-- START TEXT SECTION --

Ballet Mecanique

Ben Howell Davis


from Man Ray multimedia application as referenced in Multimedia Computing, Case Studies from Project Athena, Mathew Hodges and Russell Sassnet, eds, Chapter 9, pg 117.

Copyright, 1988.


There is a single sequence of a few frames in Fernand Leger's Ballet Mecanique that seem to sum up both the intention of the film and its mystery. At exactly two minutes and fifteen seconds into the film a bird appears. It is a parrot (perroquet, a cockatoo) turning to face the camera and then turning away. It disappears in a flash of light and is not repeated.

Why in a film composed of repetitions and enlargements of everyday objects do we find this single bird? Was its lack of repetition intentional?

Leger's structure for Ballet Mecanique seems to be what Roland Barthes has called a "cycle of avatars" (The Metaphor of the Eye, essay included in George Bataille's Story of the Eye, Penguin, 1979.). The avatars are everyday objects enlarged to archetypical status passing one from the other, repeating, transforming, and interupting each other. A good deal has been written about the animated construction of the film from cleverly lit fragments of ordinary objects, faces, and the looping of sequences. The pattern of Leger's visual judgements are apparent.

This film, the first declared "sans scenario" in its text introduction, is a collage. The swinging chrome balls, the gears of machines, the dancing bottles, the rotating disks juxtaposed with femine lips and eyes are all awaiting the female form trudging endlessly up and down the stairs with her burden. The symbols seem obvious to us in an age of technology and sexual advertisement/liberation.

But what about this single bird?

The approach to this image begins with a woman defining the depth of the frame by swinging to the lens and then away. (Actually, the very first image is the animated Chaplin figure which ends the film but it seems only a graphic trick at the onset.) It sets up Leger's basic proposition that motion is erotic, the apparent presence of emotion. (from Old French "esmovoir": to excite, varient of Latin emovere, to move out, stir up. American Heritage Encyclopedia Dictionary, p.553.) Film would then be inherently emotional by definition. And it is this definition that Leger molds into a flashing gesture, a dance - a ballet of luminance.

To continue the flesh-motion we are given the lips, first in comedic and then in tragic pose. Isolated from the face, cropped and de-personalized, the lips are flattened to the screen. Then the procession of spinning , whirling, refective, metal begins. The motion of the machine, the self-reference to the mechanism of creation - the camera - the tool that makes everything move, reveals the eroticism of the artificial moment. We see a man's face appear as if from between shutter blades (is this Leger?). The sequence is repeated and disolves into turning crystal then to prismatic swinging disks.

Then a bird.

-- END TEXT SECTION --
-- START GIVEN RECORDS --

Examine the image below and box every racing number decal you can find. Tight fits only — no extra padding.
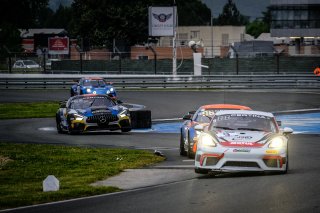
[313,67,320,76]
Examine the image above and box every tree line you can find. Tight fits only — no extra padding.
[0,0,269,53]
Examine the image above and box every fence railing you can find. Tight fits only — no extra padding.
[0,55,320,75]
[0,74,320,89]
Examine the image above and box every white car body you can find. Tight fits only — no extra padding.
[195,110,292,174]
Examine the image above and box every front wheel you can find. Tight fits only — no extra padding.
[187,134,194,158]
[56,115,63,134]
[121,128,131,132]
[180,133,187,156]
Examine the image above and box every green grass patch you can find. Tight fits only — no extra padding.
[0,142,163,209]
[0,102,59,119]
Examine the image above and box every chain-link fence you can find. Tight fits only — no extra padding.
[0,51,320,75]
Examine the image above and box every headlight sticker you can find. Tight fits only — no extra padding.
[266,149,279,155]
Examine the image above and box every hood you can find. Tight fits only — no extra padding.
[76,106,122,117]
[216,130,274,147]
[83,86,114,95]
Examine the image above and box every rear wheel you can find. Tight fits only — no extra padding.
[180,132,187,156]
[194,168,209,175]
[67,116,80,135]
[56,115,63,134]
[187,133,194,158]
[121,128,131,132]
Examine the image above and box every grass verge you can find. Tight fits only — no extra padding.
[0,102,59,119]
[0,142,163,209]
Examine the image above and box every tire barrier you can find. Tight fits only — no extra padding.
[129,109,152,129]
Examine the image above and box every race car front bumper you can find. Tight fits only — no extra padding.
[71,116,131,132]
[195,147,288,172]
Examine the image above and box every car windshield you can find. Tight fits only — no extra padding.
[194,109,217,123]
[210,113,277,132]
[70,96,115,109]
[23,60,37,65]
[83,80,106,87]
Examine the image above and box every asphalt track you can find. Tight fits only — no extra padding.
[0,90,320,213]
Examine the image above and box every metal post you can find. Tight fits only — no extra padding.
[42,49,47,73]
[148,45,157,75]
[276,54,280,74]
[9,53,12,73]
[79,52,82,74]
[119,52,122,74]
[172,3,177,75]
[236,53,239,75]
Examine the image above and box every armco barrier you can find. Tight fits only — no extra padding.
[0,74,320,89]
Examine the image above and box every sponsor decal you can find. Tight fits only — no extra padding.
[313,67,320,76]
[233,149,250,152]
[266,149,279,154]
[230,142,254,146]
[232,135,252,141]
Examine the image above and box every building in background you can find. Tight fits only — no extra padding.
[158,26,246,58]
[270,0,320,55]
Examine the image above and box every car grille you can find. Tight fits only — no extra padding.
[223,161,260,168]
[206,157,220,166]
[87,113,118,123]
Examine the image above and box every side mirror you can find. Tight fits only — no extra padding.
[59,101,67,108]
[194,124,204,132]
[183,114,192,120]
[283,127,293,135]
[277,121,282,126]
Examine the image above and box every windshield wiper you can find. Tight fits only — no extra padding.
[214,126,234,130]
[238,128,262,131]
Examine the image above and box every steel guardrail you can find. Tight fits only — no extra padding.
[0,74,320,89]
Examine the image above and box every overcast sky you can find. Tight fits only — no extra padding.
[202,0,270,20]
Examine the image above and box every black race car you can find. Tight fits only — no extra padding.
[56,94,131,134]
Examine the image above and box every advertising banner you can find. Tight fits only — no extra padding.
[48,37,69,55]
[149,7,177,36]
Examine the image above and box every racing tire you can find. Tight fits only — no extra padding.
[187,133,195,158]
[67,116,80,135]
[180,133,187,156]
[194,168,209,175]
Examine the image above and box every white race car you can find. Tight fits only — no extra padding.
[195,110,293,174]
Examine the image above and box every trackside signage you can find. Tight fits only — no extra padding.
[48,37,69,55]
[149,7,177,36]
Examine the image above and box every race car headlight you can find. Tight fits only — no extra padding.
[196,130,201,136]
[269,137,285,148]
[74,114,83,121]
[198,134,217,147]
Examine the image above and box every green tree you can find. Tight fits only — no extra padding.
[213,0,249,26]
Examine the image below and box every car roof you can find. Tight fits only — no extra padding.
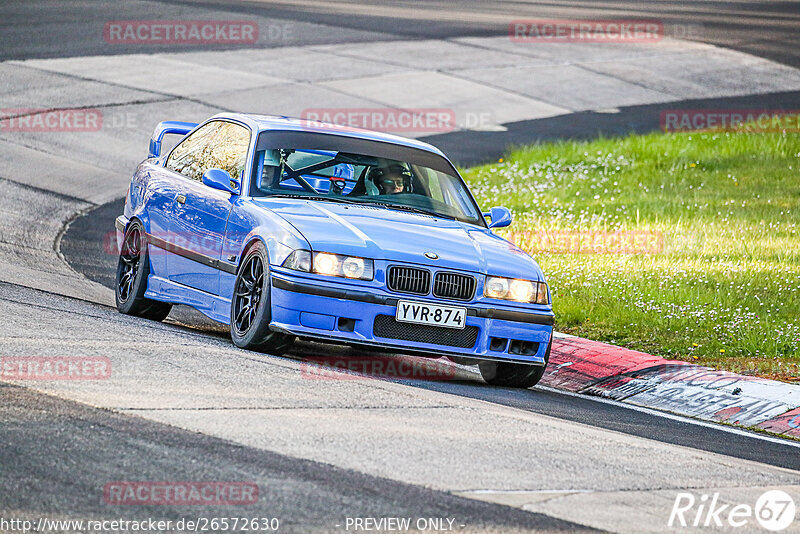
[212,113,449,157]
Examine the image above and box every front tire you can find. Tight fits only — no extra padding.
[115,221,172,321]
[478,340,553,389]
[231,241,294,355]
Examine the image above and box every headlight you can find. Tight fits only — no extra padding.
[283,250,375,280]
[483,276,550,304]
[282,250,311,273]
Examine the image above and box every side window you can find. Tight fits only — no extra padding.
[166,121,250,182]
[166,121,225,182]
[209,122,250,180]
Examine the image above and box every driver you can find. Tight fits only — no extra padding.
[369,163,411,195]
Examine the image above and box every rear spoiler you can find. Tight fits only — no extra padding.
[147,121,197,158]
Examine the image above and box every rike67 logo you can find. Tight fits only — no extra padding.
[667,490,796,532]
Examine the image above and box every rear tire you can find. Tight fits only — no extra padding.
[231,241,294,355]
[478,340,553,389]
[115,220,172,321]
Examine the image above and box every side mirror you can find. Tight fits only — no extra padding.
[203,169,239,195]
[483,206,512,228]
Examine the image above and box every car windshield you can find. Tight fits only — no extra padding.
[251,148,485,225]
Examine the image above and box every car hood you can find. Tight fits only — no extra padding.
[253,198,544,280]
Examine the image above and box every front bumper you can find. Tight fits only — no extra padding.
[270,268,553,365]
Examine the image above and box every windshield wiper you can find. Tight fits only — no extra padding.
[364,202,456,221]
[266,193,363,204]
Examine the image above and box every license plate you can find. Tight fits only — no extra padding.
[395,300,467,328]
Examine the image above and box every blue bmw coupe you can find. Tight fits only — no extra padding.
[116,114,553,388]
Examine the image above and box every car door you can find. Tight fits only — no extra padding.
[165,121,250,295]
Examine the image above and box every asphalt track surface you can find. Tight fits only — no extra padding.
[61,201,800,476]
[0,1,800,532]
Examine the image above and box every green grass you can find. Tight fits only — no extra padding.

-- END GIVEN RECORDS --

### SET EXERCISE 1
Translate the sentence "At exactly two minutes and fifteen seconds into the film a bird appears." from the Ballet Mecanique essay into Spanish.
### SET EXERCISE 2
Reproduce the Ballet Mecanique essay word for word from "Copyright, 1988." to "is not repeated.".
### SET EXERCISE 3
Carry on the Ballet Mecanique essay from the point where it stops.

### EXERCISE ANSWER 1
Exactamente a los dos minutos y quince segundos de la película aparece un pájaro.

### EXERCISE ANSWER 2
Copyright, 1988.


There is a single sequence of a few frames in Fernand Leger's Ballet Mecanique that seem to sum up both the intention of the film and its mystery. At exactly two minutes and fifteen seconds into the film a bird appears. It is a parrot (perroquet, a cockatoo) turning to face the camera and then turning away. It disappears in a flash of light and is not repeated.

### EXERCISE ANSWER 3
Its eye is registered with the preceding images-the eyes of the man, the holes of the crystal, the center of the disks. It is looking at the camera, at the viewer. It is not a machine, it is not a human. Every other image (except the last) in the film is repeated, replicated in whole or in part. Every other image is a machine reproduction metaphor. The bird (if indeed it is a parrot then Leger is making a subtle joke on the mimetic quality of the specie) is only seen this one brief moment. It is seen in profile, turns and looks into the lens, bows, lowers its head, disappears into a flash of light. The next image is the circle.

For an instant we are seeing the moment.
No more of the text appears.